----- SOURCE DATA

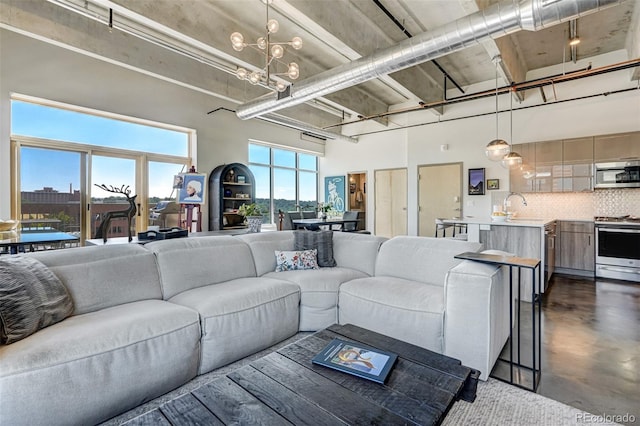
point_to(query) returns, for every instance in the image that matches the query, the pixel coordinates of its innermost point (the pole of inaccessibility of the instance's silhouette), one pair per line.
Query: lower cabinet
(576, 246)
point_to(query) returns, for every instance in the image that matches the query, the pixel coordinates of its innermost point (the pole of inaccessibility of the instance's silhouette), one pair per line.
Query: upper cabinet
(554, 166)
(522, 178)
(619, 147)
(548, 176)
(577, 164)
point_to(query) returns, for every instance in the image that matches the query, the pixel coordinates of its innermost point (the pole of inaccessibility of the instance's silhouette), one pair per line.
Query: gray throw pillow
(320, 240)
(31, 298)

----------

Your task is a word-for-word transcription of the entries, leaving out all pictures.

point_to(query) returns, for every instance in the image that matches the query, the pixel coordinates of its innermost point (the pole of inaccessibility of the instance's silhouette), one pair per line.
Query: lower cabinet
(576, 246)
point_to(query) returns, for every instance in the image that matches the query, the pixel coordinates of its innermost point (the pole of inaccessibility of the instance's silhouette), one pair per line.
Query: upper cabinet
(554, 166)
(522, 178)
(619, 147)
(548, 176)
(577, 164)
point_to(query) returns, for every instance in the image that matches the query, the pixel coordinates of its innermost point (the pole of inaccessibility of the instance's silhouette), one pair per line.
Query: gray throw pillow
(320, 240)
(31, 298)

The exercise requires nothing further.